Work instructions:
Line by line, copy the records below exactly.

[Saved entries]
....

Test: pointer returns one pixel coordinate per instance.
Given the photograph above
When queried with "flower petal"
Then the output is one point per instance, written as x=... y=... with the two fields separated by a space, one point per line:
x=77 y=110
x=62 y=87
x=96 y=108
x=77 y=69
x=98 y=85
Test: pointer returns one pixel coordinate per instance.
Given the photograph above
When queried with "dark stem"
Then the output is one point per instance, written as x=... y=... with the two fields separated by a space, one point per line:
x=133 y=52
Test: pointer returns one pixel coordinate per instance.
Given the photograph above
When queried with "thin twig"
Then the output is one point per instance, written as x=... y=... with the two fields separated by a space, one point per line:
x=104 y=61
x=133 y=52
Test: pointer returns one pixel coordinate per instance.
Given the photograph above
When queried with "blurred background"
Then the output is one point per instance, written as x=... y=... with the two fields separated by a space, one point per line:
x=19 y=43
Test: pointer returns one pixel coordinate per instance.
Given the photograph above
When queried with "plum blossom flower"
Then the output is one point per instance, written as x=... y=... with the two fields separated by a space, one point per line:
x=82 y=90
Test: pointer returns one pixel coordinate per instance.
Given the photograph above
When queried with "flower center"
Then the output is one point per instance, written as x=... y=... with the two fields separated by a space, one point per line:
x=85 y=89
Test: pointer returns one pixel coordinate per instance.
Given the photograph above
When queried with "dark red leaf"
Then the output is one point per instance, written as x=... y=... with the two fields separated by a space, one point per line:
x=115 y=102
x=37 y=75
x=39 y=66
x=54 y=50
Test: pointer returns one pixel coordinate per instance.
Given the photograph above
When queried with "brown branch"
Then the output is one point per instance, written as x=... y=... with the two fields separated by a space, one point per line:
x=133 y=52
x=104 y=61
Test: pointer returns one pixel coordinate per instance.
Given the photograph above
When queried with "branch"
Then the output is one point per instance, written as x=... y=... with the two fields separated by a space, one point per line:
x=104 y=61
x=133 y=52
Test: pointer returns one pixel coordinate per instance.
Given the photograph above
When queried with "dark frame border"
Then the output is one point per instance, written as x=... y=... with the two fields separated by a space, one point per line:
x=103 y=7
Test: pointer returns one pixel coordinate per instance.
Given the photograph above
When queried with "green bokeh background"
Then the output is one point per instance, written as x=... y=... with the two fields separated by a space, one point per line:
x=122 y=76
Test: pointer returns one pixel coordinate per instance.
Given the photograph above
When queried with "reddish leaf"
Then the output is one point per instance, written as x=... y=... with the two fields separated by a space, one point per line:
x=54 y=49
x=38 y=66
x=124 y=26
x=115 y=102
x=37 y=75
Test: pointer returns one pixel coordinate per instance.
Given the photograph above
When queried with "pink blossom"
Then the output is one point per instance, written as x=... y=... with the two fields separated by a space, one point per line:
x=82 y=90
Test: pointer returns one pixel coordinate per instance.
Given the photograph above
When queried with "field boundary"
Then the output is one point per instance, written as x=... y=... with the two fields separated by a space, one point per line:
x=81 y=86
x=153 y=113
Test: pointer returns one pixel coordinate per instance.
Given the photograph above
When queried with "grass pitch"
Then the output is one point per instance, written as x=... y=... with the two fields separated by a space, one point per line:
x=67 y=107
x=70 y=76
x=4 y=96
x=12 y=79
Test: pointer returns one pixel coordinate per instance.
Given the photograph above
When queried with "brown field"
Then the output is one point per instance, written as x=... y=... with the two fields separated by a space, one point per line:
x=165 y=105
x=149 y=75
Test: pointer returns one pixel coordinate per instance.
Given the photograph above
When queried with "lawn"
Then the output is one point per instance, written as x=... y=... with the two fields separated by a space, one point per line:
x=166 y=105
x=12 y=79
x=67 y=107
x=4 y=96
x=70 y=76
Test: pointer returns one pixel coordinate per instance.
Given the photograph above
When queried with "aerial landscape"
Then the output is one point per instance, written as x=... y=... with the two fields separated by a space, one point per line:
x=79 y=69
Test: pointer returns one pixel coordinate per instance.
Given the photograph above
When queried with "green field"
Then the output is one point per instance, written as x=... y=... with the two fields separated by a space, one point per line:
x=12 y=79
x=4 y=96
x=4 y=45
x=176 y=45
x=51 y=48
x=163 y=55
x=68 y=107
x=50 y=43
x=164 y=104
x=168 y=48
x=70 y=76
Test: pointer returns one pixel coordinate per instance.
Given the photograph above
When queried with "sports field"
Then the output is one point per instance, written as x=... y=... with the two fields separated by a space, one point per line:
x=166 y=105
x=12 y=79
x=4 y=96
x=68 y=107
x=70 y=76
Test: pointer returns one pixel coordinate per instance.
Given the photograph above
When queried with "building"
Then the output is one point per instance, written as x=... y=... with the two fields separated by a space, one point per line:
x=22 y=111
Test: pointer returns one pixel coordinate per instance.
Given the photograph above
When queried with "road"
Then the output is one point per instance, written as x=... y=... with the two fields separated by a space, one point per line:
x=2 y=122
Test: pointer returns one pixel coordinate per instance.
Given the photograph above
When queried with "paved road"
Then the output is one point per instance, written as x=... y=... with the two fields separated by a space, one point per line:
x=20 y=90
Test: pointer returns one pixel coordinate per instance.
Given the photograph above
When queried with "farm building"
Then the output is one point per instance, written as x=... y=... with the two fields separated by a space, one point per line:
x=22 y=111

....

Answer to this exercise:
Test: pointer returns one pixel coordinate per instance.
Given the photograph above
When queried with "flower petal"
Then the output is one point per instance, written as x=... y=... with the two fields separated by a space, one point per line:
x=77 y=110
x=62 y=87
x=96 y=108
x=77 y=69
x=98 y=85
Test: pointer returns one pixel coordinate per instance.
Given the photograph above
When queried with "dark stem"
Then the output is one point per instance, written as x=... y=... with the two fields separated by a space, one point per line:
x=133 y=52
Test: pointer returns one pixel coordinate per instance.
Given the photograph above
When queried with "thin twig"
Then the output is one point per instance, written as x=... y=... with the two fields separated by a space, one point per line:
x=104 y=61
x=133 y=52
Test: pointer returns one pixel coordinate per instance.
Given the photograph above
When queried with "blurred background"
Then the output is one point per instance, written as x=... y=... with the two fields separated by a space, one point per line:
x=19 y=43
Test: pointer returns one pixel coordinate per instance.
Given the photograph above
When queried with "plum blossom flower"
Then the output is one point per instance, written as x=... y=... with the two fields separated by a space, one point per line:
x=82 y=90
Test: pointer returns one pixel coordinate per instance.
Given the photograph above
When queried with "flower center"
Then the output is one point per instance, written as x=... y=... with the two fields separated by a space, one point per line:
x=85 y=89
Test: pointer returns one pixel coordinate per instance.
Given the photograph above
When queried with "dark red leaf"
Then the output is one point per instance, written as x=... y=... with the two fields separated by a space, one point per line:
x=115 y=102
x=37 y=75
x=39 y=66
x=54 y=50
Test: pointer returns one pixel coordinate per instance.
Given the photograph above
When queried with "brown branch"
Then the output is one point per instance, written as x=... y=... with the two fields separated by a space, one point per line:
x=133 y=52
x=104 y=61
Test: pointer returns one pixel coordinate per instance.
Given the photograph above
When queried with "branch"
Then the output is one point per instance, written as x=... y=... with the two fields separated by a space, one point per line:
x=104 y=61
x=133 y=52
Test: pointer returns one pixel coordinate per instance.
Given the photograph above
When queried with "dark frame border"
Then the output is one point per instance, written as x=... y=... with the two fields separated by a space, one point per line:
x=103 y=7
Test: pointer returns one pixel coordinate per instance.
Given the photograph above
When queried with "green bokeh background"
Then the output is one point per instance, written as x=... y=... with the two fields separated by a space, one point per line:
x=122 y=76
Test: pointer returns one pixel coordinate per instance.
Given the photograph above
When queried with "reddish leaf"
Then the output is one point per instance, written as x=... y=... with the two fields separated by a space, one point per line:
x=54 y=49
x=38 y=66
x=124 y=26
x=115 y=102
x=37 y=75
Test: pointer returns one pixel coordinate per instance.
Given the photograph above
When queried with "pink blossom"
Then the output is one point per instance, written as x=... y=... with the two fields separated by a space, one point per line:
x=82 y=90
Test: pointer returns one pixel coordinate per instance.
Given the photograph above
When queried with "field boundary"
Then the output is one point per instance, written as x=... y=... with the two fields separated by a space, one point per line:
x=81 y=86
x=153 y=113
Test: pointer returns one pixel coordinate per instance.
Given the photograph above
When queried with "grass pitch"
Then the output is one point per instance, written as x=... y=... with the two fields separated by a space, one point per line:
x=67 y=107
x=70 y=76
x=4 y=96
x=12 y=79
Test: pointer returns one pixel coordinate per instance.
Given the photograph above
When queried with "brown field"
Then the output is one point per instance, written as x=... y=... with the two fields separated by a space, one point per line:
x=165 y=105
x=149 y=75
Test: pointer returns one pixel coordinate per instance.
Given the photograph above
When queried with "lawn"
Then the output is one point per instance, written as x=... y=... with the two fields separated by a space, one point per line:
x=166 y=105
x=12 y=79
x=67 y=107
x=4 y=96
x=70 y=76
Test: pointer returns one pixel coordinate per instance.
Given the photograph above
When queried with "aerial landscape"
Then the output is one point per instance, written as x=... y=... with the two fields separated by a space, one point per line:
x=79 y=69
Test: pointer returns one pixel coordinate per instance.
Given the photograph above
When queried with "green field"
Then the output is one point per instance, written as x=... y=... with the two fields separated by a space, one point per line:
x=12 y=79
x=4 y=96
x=4 y=45
x=176 y=45
x=51 y=48
x=163 y=55
x=68 y=107
x=50 y=43
x=164 y=104
x=168 y=48
x=70 y=76
Test: pointer returns one pixel coordinate per instance.
Given the photograph above
When queried with "sports field"
Then the output is one point per instance, written as x=... y=... with the two fields separated by a space, one point per line:
x=166 y=105
x=12 y=79
x=4 y=96
x=68 y=107
x=70 y=76
Test: pointer returns one pixel coordinate per instance.
Given the photograph above
When queried with "building"
Then the output is one point per instance, written as x=... y=... with the two fields separated by a space, one point per line:
x=22 y=111
Test: pointer returns one pixel coordinate per instance.
Given the photograph above
When queried with "road"
Then the output is one point per instance, written as x=... y=... with the two fields separated by a space, one point per line:
x=2 y=122
Test: pointer returns one pixel coordinate per instance.
Given the photograph above
When queried with "paved road"
Then the output is one point per instance, written as x=... y=... with the two fields separated by a space, one point per line:
x=20 y=90
Test: pointer returns one pixel coordinate per instance.
Given the photograph above
When queried with "farm building"
Then the output is one point per instance, written as x=... y=... with the two fields separated by a space, one point per line:
x=22 y=111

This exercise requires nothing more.